> **Activity**
The answer should consist of the records below, repeated exactly, and no pictures.

> **Listed records**
'''
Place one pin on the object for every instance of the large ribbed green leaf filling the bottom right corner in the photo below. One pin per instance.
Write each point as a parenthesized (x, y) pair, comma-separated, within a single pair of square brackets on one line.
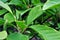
[(45, 32)]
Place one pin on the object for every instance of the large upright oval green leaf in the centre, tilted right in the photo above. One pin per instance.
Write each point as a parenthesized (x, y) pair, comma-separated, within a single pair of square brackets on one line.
[(34, 13)]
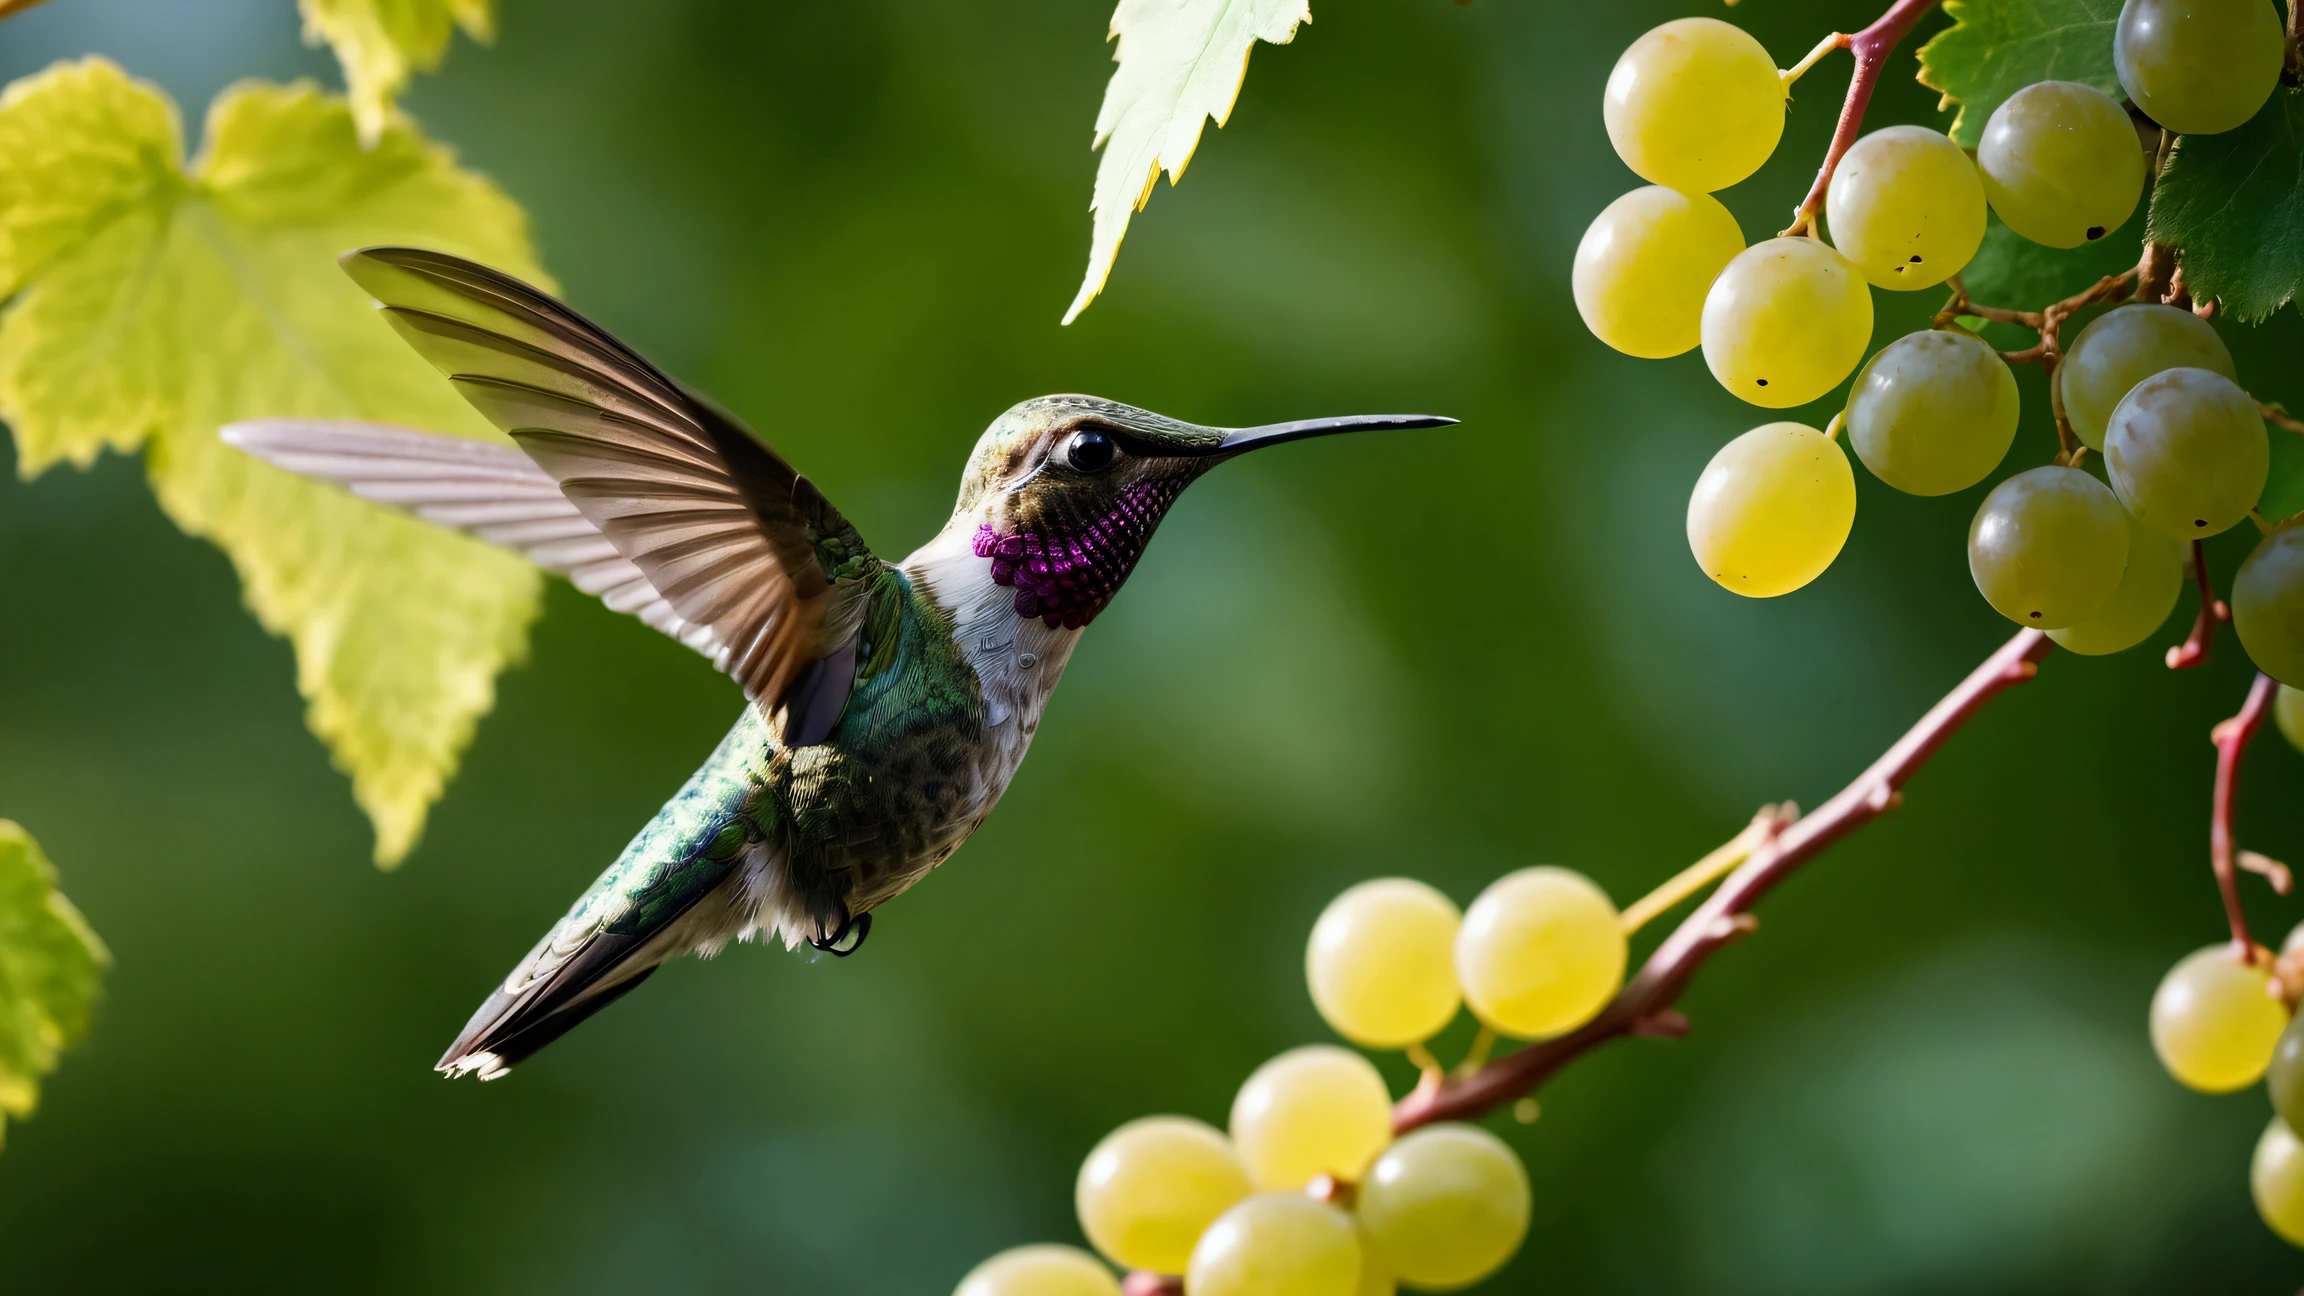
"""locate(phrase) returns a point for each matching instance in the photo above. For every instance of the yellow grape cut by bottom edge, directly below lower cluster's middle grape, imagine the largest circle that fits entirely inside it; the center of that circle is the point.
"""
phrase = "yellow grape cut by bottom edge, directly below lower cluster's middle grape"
(1280, 1244)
'''
> **Task result**
Place one pin on the object for every instance of the large ribbed green leaf filling the bottom right corner in the photo below. One pin per instance.
Write each point as a parenthesized (x, y) pair, comma-separated, within a single pair of square brackets on one line.
[(45, 32)]
Place one pin on the object for every instance of the large upright oval green leaf in the centre, tilted right in the photo above. One pin per instance.
Write each point as a parenthesized (x, y) pair, comma-separated, within a single pair of square brackets on one line.
[(34, 13)]
"""locate(phrase) returns a point for each matching instance in the photo above. For every instance of the yellow grape cut by bottom edge, directly below lower cluster's middle grape, imagine the largest circle that fits entirely inside it; the center of that circle is the point.
"""
phrase = "yellow grape cut by bottom edge, directly below lower cluster's middle grape"
(1280, 1244)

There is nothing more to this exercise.